-- Start of PASSAGE TO READ --

Opinion
CASE NO. 1:07 CV 2030.
August 17, 2007
MEMORANDUM OF OPINION AND ORDER
On July 3, 2007, pro se plaintiff Gerard Davis filed this action under 42 U.S.C. § 1983 against Ohio Adult Parole Authority ("OAPA") Chairperson Cynthia Mausser, OAPA Board Member Harry Hageman, and "John Does (Unknown Parole Board Members or Other Officials × 100)." In the complaint, plaintiff alleges that the OAPA extended his supervised release period from two years to five years. He seeks monetary damages, and an order requiring the OAPA to honor its previous release period of two years. Mr. Davis also filed an Application to Proceed In Forma Pauperis. That Application is granted.
Background
Mr. Davis was sentenced in December 1983 to life imprisonment following his conviction for two counts of rape of a child under the age of thirteen and one count of child endangering. See State of Ohio v. Davis, No. 48038, 1984 WL 6325 (Ohio App. 8 Dist. Dec. 5, 1984). Mr. Davis was released on parole on October 27, 2003. He states that at the time he was granted parole, he was given a "certificate of parole/release authorization" in which the OAPA represented to him that at the end of two years, he would be eligible for final release consideration. Mr. Davis complains that the OAPA has extended his final release consideration date from two years to five years. He claims that the decision to extend his final release consideration was based on improper factors. He contends Ms. Mausser extended his release date because she has a policy of extending final release for African American parolees. He claims Mr. Hageman extended his final release because Mr. Davis had filed previous lawsuits against the OAPA. Mr. Davis seeks an order requiring the OAPA to honor the two year final release date set forth in the certificate of parole, and monetary damages against the defendants in both their official and individual capacities.

-- End of PASSAGE TO READ --
-- Start of DATA EXCERPTS --

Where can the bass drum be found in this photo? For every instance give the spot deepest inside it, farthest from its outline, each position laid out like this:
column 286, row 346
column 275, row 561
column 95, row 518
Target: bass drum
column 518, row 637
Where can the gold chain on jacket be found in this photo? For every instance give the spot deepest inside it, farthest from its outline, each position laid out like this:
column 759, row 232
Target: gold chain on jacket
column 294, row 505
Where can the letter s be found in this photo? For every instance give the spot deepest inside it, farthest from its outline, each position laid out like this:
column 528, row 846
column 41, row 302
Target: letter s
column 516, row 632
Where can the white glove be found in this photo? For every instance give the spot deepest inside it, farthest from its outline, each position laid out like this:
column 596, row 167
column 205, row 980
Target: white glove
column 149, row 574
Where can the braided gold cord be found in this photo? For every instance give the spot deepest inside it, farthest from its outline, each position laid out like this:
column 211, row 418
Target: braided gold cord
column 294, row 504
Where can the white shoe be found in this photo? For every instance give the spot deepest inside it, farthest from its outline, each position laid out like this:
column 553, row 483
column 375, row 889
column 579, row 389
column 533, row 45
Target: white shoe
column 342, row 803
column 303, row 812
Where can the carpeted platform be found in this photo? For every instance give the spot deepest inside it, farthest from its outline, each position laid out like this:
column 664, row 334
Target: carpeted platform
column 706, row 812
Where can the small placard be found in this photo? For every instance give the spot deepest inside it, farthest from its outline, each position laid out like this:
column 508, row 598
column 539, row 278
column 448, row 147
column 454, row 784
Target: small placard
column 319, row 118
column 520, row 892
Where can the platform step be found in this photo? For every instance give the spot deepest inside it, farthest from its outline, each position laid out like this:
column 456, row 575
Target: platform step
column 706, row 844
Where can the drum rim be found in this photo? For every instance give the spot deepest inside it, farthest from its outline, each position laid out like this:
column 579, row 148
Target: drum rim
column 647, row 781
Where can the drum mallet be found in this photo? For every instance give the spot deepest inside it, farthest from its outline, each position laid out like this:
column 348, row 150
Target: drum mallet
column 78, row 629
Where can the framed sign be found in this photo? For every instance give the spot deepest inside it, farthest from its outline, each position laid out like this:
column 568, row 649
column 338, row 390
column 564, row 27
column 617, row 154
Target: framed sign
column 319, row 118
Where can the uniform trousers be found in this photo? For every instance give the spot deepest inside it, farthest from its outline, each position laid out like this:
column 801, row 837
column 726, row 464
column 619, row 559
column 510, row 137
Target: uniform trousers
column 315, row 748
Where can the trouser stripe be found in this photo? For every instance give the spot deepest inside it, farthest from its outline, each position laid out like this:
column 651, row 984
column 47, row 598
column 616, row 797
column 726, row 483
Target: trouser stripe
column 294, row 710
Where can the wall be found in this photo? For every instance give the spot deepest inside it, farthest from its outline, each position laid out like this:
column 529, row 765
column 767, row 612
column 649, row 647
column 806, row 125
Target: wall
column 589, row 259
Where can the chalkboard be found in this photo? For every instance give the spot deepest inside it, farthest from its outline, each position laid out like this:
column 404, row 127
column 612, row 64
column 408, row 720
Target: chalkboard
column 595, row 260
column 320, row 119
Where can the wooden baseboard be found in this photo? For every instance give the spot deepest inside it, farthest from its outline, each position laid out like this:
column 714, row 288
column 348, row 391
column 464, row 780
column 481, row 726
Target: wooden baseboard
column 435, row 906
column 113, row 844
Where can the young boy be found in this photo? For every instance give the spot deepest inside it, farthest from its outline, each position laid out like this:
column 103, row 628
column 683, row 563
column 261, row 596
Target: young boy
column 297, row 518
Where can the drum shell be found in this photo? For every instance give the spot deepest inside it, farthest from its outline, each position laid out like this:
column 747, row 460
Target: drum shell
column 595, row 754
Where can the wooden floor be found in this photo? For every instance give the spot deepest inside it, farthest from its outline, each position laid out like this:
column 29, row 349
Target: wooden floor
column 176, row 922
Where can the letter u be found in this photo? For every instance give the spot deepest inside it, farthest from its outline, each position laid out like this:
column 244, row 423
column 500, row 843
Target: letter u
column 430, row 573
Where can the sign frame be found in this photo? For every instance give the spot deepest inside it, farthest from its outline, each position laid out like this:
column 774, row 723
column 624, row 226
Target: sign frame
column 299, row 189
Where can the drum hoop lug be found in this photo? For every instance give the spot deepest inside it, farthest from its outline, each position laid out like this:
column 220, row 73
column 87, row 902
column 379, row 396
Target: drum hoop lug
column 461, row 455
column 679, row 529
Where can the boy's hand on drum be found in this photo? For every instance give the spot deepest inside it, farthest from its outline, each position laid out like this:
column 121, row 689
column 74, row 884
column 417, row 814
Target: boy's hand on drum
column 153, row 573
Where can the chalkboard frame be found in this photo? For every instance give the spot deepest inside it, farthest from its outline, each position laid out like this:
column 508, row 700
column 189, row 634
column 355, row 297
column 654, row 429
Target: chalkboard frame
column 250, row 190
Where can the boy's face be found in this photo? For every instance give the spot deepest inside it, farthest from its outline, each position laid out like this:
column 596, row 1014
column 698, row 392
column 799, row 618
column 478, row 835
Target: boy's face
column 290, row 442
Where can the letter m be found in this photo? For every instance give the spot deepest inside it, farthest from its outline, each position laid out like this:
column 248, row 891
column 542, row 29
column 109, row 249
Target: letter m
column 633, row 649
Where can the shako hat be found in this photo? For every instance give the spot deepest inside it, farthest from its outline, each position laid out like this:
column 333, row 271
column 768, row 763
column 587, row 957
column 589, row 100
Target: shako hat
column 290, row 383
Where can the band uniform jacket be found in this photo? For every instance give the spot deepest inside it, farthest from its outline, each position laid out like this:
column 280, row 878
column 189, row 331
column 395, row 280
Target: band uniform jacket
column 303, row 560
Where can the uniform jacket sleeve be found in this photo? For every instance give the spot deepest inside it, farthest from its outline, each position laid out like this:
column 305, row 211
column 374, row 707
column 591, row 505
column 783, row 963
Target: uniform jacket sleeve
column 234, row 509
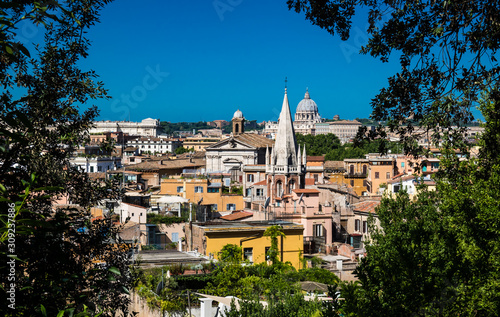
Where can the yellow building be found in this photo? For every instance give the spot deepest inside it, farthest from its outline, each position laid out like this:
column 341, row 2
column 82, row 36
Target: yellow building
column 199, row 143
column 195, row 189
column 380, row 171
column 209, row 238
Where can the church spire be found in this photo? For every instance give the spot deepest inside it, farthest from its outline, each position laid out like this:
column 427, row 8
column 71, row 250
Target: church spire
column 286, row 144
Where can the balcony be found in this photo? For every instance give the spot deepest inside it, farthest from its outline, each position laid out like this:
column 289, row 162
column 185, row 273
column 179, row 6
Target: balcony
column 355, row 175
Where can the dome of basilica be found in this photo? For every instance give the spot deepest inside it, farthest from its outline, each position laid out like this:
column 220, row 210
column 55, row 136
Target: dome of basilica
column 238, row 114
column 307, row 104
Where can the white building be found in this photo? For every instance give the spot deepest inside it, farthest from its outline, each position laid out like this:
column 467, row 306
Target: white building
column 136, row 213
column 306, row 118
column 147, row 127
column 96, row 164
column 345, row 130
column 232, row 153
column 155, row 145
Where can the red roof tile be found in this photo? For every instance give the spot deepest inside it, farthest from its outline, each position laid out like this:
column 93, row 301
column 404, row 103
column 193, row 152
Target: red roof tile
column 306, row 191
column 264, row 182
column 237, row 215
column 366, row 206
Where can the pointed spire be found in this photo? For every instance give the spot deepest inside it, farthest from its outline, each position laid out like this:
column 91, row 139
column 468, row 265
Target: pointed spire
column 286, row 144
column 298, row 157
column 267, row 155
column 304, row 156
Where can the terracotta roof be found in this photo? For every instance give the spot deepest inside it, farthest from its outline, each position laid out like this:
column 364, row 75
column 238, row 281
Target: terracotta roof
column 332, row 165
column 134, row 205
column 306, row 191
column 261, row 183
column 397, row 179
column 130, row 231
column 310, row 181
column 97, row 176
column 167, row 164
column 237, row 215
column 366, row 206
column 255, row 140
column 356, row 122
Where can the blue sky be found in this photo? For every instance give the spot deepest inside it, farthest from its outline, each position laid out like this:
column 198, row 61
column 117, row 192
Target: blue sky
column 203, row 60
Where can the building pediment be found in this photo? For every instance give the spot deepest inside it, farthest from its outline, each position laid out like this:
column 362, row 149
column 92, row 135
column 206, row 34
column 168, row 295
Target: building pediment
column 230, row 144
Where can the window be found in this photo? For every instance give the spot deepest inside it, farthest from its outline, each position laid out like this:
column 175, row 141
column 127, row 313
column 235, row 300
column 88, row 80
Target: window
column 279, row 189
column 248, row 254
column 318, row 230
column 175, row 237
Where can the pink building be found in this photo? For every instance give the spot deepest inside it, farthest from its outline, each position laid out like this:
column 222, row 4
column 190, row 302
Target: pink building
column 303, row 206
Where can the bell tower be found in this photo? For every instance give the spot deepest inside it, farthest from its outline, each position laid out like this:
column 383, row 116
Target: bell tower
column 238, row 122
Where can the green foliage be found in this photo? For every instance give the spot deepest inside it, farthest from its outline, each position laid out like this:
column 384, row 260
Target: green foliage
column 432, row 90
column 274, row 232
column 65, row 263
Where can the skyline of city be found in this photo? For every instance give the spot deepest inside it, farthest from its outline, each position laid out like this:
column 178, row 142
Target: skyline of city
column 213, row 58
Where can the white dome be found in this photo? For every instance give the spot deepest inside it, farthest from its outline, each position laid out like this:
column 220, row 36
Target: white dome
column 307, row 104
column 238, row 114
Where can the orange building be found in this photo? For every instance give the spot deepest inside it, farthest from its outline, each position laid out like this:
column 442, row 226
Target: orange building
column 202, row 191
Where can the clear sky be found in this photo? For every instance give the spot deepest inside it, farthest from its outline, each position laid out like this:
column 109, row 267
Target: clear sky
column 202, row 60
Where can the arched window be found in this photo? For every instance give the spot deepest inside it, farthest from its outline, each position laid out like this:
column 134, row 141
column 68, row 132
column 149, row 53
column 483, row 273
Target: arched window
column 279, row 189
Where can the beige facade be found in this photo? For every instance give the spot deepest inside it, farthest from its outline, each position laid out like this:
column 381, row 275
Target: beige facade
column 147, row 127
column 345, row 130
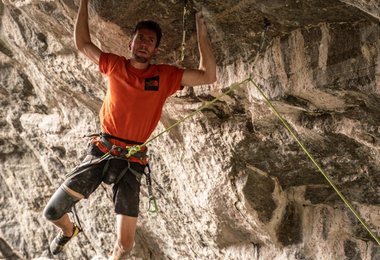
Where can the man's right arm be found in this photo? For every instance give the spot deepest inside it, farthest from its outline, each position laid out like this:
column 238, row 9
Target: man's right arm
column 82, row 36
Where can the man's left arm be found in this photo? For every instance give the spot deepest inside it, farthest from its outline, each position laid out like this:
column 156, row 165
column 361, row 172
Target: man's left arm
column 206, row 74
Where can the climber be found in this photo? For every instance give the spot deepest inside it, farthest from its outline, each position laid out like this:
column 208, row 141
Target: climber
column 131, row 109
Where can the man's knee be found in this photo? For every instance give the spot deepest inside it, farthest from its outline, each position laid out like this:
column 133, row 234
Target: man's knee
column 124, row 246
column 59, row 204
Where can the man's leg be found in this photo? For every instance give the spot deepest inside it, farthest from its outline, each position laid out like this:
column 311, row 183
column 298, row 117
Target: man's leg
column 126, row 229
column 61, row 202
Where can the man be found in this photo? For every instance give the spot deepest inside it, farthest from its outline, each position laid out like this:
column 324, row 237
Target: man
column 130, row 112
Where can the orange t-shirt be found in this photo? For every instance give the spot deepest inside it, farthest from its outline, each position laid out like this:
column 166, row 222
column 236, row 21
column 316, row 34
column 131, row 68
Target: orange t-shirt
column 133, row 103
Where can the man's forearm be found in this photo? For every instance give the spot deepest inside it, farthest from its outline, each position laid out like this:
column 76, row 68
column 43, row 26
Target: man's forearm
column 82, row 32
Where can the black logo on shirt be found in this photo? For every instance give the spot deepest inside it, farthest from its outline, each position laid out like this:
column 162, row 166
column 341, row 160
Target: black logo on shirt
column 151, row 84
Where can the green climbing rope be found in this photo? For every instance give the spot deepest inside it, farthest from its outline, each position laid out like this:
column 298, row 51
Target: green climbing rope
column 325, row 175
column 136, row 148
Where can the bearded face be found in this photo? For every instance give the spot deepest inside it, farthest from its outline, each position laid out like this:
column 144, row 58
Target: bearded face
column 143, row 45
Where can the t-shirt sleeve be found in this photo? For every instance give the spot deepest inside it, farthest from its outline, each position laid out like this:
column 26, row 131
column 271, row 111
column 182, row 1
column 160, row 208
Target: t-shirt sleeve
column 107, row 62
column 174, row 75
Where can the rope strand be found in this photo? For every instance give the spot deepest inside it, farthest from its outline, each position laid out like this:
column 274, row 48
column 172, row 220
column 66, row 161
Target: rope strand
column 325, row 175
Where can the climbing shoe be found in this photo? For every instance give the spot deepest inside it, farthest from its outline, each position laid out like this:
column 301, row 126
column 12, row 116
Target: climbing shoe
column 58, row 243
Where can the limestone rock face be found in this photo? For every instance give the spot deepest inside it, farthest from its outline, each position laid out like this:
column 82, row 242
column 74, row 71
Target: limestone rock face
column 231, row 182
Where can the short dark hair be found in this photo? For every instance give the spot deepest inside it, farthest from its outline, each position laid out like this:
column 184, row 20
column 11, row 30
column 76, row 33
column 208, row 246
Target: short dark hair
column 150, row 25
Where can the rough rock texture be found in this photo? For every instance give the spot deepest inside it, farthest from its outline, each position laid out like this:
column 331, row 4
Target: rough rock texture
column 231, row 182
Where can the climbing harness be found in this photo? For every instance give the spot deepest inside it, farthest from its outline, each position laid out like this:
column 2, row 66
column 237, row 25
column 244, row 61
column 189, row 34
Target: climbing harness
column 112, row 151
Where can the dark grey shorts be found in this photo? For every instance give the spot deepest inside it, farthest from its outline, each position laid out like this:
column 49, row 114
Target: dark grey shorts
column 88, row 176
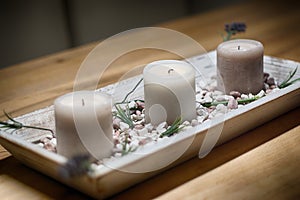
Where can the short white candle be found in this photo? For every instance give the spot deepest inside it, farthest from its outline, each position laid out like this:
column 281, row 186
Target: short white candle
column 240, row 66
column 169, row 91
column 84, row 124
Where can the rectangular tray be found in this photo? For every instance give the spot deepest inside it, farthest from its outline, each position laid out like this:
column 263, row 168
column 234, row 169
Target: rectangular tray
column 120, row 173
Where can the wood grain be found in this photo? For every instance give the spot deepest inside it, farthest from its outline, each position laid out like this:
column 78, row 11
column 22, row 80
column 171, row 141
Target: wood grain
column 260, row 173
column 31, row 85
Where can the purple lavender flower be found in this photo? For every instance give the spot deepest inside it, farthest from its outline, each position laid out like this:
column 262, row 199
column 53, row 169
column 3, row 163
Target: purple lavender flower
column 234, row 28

-- End of DATA EXCERPTS --

SET TASKS >>
1. Rewrite the court opinion between "August 17, 2007" and "Application is granted.", inclusive, using "petitioner" in place of "plaintiff".
2. According to the court opinion, on what date was Mr. Davis released on parole?
3. Write the next part of the court opinion, starting after its final sentence.
The material above was taken from a separate source, unrelated to the court opinion.

EXERCISE ANSWERS >>
1.
August 17, 2007
MEMORANDUM OF OPINION AND ORDER
On July 3, 2007, pro se petitioner Gerard Davis filed this action under 42 U.S.C. § 1983 against Ohio Adult Parole Authority ("OAPA") Chairperson Cynthia Mausser, OAPA Board Member Harry Hageman, and "John Does (Unknown Parole Board Members or Other Officials × 100)." In the complaint, petitioner alleges that the OAPA extended his supervised release period from two years to five years. He seeks monetary damages, and an order requiring the OAPA to honor its previous release period of two years. Mr. Davis also filed an Application to Proceed In Forma Pauperis. That Application is granted.

2. October 27, 2003

3.
Ohio Department of Rehabilitation and Correction records indicate that Mr. Davis was also serving a sentence for two counts of aggravated robbery. See http://www.drc.state.oh.us/OffenderSearch/Search.aspx
Analysis
Although pro se pleadings are liberally construed, Boag v. MacDougall, 454 U.S. 364, 365 (1982) (per curiam); Haines v. Kerner, 404 U.S. 519, 520 (1972), the district court is required to dismiss an in forma pauperis action under 28 U.S.C. § 1915(e) if it fails to state a claim upon which relief can be granted, or if it lacks an arguable basis in law or fact. Neitzke v. Williams, 490 U.S. 319 (1989); Lawler v. Marshall, 898 F.2d 1196 (6th Cir. 1990); Sistrunk v. City of Strongsville, 99 F.3d 194, 197 (6th Cir. 1996).
An in forma pauperis claim may be dismissed sua sponte, without prior notice to the plaintiff and without service of process on the defendant, if the court explicitly states that it is invoking section 1915(e) [formerly 28 U.S.C. § 1915(d)] and is dismissing the claim for one of the reasons set forth in the statute. McGore v. Wrigglesworth, 114 F.3d 601, 608-09 (6th Cir. 1997); Spruytte v. Walters, 753 F.2d 498, 500 (6th Cir. 1985), cert. denied, 474 U.S. 1054 (1986); Harris v. Johnson, 784 F.2d 222, 224 (6th Cir. 1986); Brooks v. Seiter, 779 F.2d 1177, 1179 (6th Cir. 1985).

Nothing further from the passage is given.